# What is expected
Reproduce word for word the part of the self-organized criticality essay below, starting at "The Physics of" and ending at "of complexity science.".

Self-Organized Criticality : The Math and Physics of Disasters
How Per Bak Explains Why Bad Things Happen
"Buckle up. This isn't your average blog post. It's a deep dive into the mind of a physicist who dared to ask,
'Why is the world always on the brink of falling apart...yet never quite does?'
Per Bak's answer – 'self-organized criticality' – rocked my world..'.
Now, I'm about to rock yours. I dog-eared several pages (in 2023) of How Nature Works: the science of self-organized criticality, scribbled notes, let my mind go astray until I grasped some part of it. This isn't just another long form blog post – it's your invitation to join me down the unsettling rabbit hole.
Fair warning: this stuff is dense, so be patient, let it sink in.
My goal? To make you a little uncomfortable, perturb your worldview, and trigger you to explore territory you might have skipped, to the otherwise mundane and trending topics. No 'likes' needed, just an open mind for how this crazy concept applies to EVERYTHING from earthquakes to stock markets. Ready to have your reality gently shaken?"
“Equilibrium is death. Change is catastrophic. We must adapt because we can’t predict.” ~ Per Bak
The Beachcomber's Paradox: A Lesson in Unpredictable Chaos, From Sandcastles to Stock Prices
Picture this: a lone beachcomber, bucket in hand, methodically pouring sand onto a sunny stretch of beach. Grain by grain, a cone-shaped pile rises, growing taller and steeper with each deposit. It's a simple, almost meditative act...until it's not.
The Unseen Tipping Point
Suddenly, with no warning, a chunk of sand breaks away. It tumbles down the slope, leaving a miniature avalanche in its wake. The beachcomber, unfazed, resumes their task. But the cycle repeats – slow, deliberate building followed by abrupt, unpredictable collapse.
What's happening here is far more profound than child's play. The sandpile, in its deceptive simplicity, is a microcosm of complexity. It's a "simple-but-complex" system, where countless individual grains interact to create behavior that's impossible to predict. Each added grain nudges the pile closer to an unseen tipping point – a state of precarious balance that Bak called "self-organized criticality" (SOC).
This tipping point isn't just for sand piles. Imagine a publicly traded software company, a giant built on several product lines and fueled by the whims of the stock market. Every quarterly earnings report, every product launch, every whisper of industry gossip is like a grain of sand added to the pile. The company's valuation soars, seemingly unstoppable...until it isn't.
One disappointing financial report, a security breach, or a competitor's breakthrough can send the stock tumbling. Investors panic, analysts downgrade their ratings, and the company's carefully constructed image begins to crumble. The very forces that propelled its rise can now accelerate its fall.
The Physics of Avalanche: Embracing the Upside-Down World of Per Bak
In the late 1980s, three physicists – Per Bak, Chao Tang, and Kurt Wiesenfeld – captured this phenomenon in a computer model. They dubbed it the "sandpile experiment," and it would become a cornerstone of complexity science.

# Entries supplied
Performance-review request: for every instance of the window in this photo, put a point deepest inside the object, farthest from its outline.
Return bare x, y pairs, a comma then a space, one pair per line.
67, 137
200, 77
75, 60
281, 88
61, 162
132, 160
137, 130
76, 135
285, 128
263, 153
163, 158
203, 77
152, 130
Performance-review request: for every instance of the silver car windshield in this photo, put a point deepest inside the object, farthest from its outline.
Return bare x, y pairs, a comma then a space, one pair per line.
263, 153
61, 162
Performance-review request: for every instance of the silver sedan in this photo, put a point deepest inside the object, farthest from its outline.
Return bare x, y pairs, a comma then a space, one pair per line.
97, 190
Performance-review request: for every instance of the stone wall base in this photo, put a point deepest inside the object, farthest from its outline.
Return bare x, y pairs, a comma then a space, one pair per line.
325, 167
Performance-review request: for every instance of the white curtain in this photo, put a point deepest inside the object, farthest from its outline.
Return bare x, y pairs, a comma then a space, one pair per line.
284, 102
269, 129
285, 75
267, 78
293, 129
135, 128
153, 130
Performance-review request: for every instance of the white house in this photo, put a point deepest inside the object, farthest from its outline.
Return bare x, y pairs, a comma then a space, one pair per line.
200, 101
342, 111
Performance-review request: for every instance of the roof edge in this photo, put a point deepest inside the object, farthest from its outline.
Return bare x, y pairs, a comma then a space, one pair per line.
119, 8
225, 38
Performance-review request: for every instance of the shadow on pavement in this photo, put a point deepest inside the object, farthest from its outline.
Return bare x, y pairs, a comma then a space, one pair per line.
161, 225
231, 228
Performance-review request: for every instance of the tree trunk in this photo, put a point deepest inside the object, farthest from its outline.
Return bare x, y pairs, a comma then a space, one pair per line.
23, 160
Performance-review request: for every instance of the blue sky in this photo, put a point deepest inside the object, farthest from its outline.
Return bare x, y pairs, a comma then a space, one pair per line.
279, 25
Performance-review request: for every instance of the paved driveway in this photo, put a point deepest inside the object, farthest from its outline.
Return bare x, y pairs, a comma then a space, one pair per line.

# Solution for this problem
The Physics of Avalanche: Embracing the Upside-Down World of Per Bak
In the late 1980s, three physicists – Per Bak, Chao Tang, and Kurt Wiesenfeld – captured this phenomenon in a computer model. They dubbed it the "sandpile experiment," and it would become a cornerstone of complexity science.